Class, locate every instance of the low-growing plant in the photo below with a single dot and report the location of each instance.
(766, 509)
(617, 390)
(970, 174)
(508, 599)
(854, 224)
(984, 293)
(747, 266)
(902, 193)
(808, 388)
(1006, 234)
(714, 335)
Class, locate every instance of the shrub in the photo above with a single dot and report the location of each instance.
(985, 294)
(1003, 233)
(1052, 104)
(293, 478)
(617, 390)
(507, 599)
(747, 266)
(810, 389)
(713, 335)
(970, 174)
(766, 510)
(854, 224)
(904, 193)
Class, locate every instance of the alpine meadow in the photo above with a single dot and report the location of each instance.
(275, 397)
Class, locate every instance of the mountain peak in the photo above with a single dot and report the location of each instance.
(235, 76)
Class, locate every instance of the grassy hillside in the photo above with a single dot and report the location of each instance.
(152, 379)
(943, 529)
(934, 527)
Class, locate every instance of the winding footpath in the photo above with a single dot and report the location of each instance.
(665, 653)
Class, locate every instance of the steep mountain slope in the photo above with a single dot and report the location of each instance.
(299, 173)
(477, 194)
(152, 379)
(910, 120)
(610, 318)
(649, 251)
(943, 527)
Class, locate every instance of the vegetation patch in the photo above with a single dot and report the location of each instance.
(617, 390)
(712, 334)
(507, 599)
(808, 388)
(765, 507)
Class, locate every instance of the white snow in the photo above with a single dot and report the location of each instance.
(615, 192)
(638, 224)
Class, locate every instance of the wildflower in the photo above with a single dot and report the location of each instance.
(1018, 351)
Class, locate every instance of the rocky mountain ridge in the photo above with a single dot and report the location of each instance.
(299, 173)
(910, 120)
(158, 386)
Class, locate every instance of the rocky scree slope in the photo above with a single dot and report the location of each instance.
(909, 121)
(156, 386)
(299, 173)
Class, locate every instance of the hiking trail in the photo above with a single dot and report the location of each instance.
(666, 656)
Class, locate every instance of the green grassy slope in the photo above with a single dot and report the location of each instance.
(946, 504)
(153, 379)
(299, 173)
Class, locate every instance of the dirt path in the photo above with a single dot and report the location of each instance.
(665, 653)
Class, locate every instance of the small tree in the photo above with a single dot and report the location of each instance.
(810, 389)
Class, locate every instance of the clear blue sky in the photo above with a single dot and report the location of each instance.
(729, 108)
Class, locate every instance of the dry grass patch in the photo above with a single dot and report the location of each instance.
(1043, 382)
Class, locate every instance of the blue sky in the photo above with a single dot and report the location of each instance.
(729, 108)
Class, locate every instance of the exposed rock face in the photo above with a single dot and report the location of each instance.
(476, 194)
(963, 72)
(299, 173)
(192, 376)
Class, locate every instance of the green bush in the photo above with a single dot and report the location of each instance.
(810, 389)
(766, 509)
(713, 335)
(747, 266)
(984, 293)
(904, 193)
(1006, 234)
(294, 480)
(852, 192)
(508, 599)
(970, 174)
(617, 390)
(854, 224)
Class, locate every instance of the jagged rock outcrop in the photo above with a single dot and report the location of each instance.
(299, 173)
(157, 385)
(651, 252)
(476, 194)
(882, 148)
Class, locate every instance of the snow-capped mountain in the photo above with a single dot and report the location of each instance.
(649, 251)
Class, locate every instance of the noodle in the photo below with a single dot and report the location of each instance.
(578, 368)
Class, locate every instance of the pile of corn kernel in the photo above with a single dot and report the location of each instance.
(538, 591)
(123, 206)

^^^^^^^^^^^^^^^^

→ Task description
Set down each record again, exactly as written.

→ Finished task
Class, locate every instance of the low-growing plant in the photo below with a single dot and report the location of each instance.
(766, 509)
(617, 390)
(970, 174)
(508, 599)
(854, 224)
(984, 293)
(747, 266)
(902, 193)
(808, 388)
(1006, 234)
(714, 335)
Class, locate every instance of the shrub in the photo above with a single dot and report the location of each instance.
(985, 294)
(1003, 233)
(1052, 104)
(293, 478)
(617, 390)
(507, 599)
(747, 266)
(810, 389)
(713, 335)
(970, 174)
(766, 510)
(854, 224)
(904, 193)
Class, locate every instance of the alpine meadow in the photo above with a single dot and report the location of each instance.
(275, 397)
Class, locate every instance of the mountain peak in the photo above with a single dot and report the location of each instance.
(235, 76)
Class, locate every instance of the grassy hillside in the photo above with a single dot and report the location of each instance.
(152, 379)
(943, 529)
(934, 527)
Class, locate every instance of the winding footpath in the photo above with a single dot and report the location of each instance.
(665, 653)
Class, locate every instance of the steep mountain slope in the photo above with a single dot and report the location of each instance.
(299, 173)
(477, 194)
(152, 379)
(910, 120)
(610, 318)
(649, 251)
(943, 527)
Class, locate every instance of the vegetation patch in the photo above with a single dot and report the location of each instance.
(617, 390)
(712, 334)
(507, 599)
(808, 388)
(765, 507)
Class, locate every instance of the white snow in the photo above with a single dot and report the location of each instance.
(615, 192)
(638, 224)
Class, locate every instance of the wildflower in the photo above with a single dot and report the location of each instance.
(1018, 351)
Class, locate every instance of the rocky mountain ridge in the photo above with a single dot and report the location of each instance.
(299, 173)
(910, 120)
(158, 386)
Class, locate every instance of the rocky scree slope in the photo above with a single dot and report the location of each instance.
(909, 121)
(156, 386)
(299, 173)
Class, locate every instance of the hiking trail in the photo above with a single dot and report the location of each instance.
(666, 656)
Class, locate every instance of the green grassy slope in the photo above with a single dot and report the location of each instance.
(946, 504)
(153, 379)
(299, 173)
Class, locate every instance of the dirt path in the photo above with a single dot and report the location of each instance.
(665, 653)
Class, locate every instance of the small tree in the photo above with a single dot and report the location of each instance.
(810, 389)
Class, locate every instance of the clear blue sky in the photo above with a single dot and report the location of each instance.
(729, 108)
Class, locate every instance of the dry grass patch in the photo above with a single dot and report the location of each instance.
(1043, 382)
Class, locate every instance of the blue sky in the photo above with a single dot and report the location of each instance.
(729, 108)
Class, locate every instance of the exposed rock face in the photo above with a single dot and report the location of each instance.
(476, 194)
(963, 72)
(299, 173)
(192, 376)
Class, locate every instance of the green bush in the photo above with a single dot and report the location of each instance.
(810, 389)
(766, 509)
(713, 335)
(747, 266)
(984, 293)
(904, 193)
(1006, 234)
(294, 480)
(852, 192)
(508, 599)
(970, 174)
(617, 390)
(854, 224)
Class, locate every instance of the jagged rock outcrop in the photo above with a single dot and report the location of each instance.
(299, 173)
(157, 385)
(651, 252)
(476, 194)
(882, 148)
Class, locate every instance of the snow-capped mountain in the photo above with a single dot and report the location of each instance.
(649, 251)
Class, locate every instance of the noodle in the photo below with a single dot and report the location of each instance.
(578, 368)
Class, locate every instance of the pile of corn kernel in the photo above with a single dot and report the location of each instance.
(538, 591)
(123, 206)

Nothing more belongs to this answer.